:: RAW DATA ::
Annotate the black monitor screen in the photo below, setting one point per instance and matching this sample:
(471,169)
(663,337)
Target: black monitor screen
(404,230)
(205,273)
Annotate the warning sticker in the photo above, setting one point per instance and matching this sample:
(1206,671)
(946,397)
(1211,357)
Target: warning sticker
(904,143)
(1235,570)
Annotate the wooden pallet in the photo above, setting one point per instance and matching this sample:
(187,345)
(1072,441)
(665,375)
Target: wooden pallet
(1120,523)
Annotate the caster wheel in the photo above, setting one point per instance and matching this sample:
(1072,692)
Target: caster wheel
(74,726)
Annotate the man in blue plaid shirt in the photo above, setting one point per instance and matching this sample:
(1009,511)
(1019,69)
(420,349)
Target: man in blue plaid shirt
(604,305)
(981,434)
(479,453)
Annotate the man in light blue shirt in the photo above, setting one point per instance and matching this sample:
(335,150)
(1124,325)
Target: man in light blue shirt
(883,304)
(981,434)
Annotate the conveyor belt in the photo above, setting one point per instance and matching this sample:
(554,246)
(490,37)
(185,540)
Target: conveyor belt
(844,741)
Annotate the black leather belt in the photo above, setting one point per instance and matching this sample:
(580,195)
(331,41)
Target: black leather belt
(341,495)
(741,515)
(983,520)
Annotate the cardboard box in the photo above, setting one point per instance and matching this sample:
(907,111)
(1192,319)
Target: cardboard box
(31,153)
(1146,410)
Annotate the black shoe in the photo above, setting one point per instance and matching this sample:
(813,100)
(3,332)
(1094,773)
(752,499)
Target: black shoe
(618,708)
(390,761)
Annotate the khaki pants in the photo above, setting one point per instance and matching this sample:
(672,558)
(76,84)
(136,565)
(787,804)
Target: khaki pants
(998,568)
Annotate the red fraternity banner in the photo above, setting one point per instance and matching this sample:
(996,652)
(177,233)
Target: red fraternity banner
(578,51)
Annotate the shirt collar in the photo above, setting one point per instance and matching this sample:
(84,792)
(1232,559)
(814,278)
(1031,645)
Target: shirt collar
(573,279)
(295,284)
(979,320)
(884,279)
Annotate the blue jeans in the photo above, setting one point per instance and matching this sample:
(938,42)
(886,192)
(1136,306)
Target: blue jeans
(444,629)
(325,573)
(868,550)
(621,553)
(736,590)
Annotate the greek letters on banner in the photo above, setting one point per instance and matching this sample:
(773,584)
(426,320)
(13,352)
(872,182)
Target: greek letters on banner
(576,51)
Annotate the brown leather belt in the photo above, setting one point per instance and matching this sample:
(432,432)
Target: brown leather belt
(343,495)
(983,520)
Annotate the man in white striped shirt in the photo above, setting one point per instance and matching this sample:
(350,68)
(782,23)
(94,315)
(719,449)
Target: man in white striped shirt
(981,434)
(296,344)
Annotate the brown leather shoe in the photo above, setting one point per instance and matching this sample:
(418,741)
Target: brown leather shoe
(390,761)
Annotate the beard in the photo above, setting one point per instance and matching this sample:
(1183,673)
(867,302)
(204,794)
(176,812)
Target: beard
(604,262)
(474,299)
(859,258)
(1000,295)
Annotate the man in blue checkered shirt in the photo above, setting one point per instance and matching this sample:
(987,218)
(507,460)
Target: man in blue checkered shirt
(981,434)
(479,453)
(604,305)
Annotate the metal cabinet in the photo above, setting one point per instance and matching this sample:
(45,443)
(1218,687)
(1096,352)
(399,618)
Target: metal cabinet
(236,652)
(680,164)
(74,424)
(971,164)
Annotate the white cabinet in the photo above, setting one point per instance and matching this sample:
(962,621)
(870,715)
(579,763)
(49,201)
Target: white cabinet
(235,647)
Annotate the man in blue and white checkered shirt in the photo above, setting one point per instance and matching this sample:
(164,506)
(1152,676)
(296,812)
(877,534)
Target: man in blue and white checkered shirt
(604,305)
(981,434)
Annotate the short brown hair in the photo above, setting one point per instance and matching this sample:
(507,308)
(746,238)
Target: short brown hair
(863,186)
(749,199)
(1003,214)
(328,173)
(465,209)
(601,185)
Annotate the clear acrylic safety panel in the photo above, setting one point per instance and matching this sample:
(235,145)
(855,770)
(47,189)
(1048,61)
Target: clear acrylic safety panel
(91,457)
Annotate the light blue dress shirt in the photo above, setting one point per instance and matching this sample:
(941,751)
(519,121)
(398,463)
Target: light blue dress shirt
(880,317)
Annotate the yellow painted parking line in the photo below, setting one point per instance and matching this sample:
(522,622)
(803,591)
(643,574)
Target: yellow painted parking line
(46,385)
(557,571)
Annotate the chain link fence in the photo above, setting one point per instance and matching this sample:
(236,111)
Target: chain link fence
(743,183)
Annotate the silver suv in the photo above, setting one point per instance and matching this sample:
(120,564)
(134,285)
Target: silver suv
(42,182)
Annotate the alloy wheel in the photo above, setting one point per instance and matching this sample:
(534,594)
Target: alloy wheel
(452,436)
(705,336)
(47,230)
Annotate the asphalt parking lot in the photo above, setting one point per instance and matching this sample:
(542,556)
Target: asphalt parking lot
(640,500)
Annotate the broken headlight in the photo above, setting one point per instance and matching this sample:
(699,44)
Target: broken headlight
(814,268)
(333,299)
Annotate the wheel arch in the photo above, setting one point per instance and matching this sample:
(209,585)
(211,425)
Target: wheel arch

:: WHAT IS REQUIRED ::
Copy each line exactly, from the line containing "Annotate the white" down to the last line of the material, and no other lines.

:: ANSWER TO THE TASK ::
Annotate the white cabinet in the photo above, setting one point per instance and matching this sample:
(962,621)
(870,715)
(579,763)
(49,201)
Target: white cabinet
(235,647)
Annotate the man in blue and white checkered shirt in the photo above, setting one point per instance and matching this sample:
(164,506)
(1152,676)
(296,812)
(877,534)
Target: man in blue and white checkered shirt
(604,305)
(981,434)
Annotate the short brown hair in the photo above, setting one point per instance and matching this sample:
(507,308)
(746,238)
Target: short brown hair
(863,186)
(749,199)
(1003,214)
(328,173)
(465,209)
(601,185)
Annotate the clear acrylic safety panel in the photo above, setting one point per instance and matching this sample:
(235,145)
(855,770)
(47,189)
(1048,61)
Target: clear acrylic safety panel
(91,457)
Annotate the light blue dress shirt in the photo above, setting one point per instance and matching this sample:
(941,751)
(519,121)
(398,463)
Target: light blue dress shirt
(880,317)
Annotate the yellow painted parking line in the photo below, setting one point per instance and matching this sample:
(522,622)
(803,591)
(643,574)
Target: yellow painted parking line
(46,385)
(557,571)
Annotate the chain link fence in the photo above, setting one point per instance and matching this sample:
(236,111)
Target: chain link fence
(743,183)
Annotate the silver suv in the photo above, setting one point per instance and matching this sample:
(120,564)
(134,285)
Target: silver suv
(42,182)
Annotate the alloy wheel in the photo above, setting one point per instance and matching this sample:
(534,594)
Target: alloy wheel
(452,436)
(705,336)
(47,230)
Annotate the asphalt parking lot in the photo above, setting one point per instance and matching this sample:
(542,556)
Target: asphalt parking lot
(640,500)
Annotate the broken headlight in the photo above, setting one point per instance and matching this sample:
(699,44)
Target: broken headlight
(814,268)
(333,299)
Annotate the wheel arch in the photo above, setting one point per instance and matching this sample:
(209,585)
(211,425)
Target: wheel arch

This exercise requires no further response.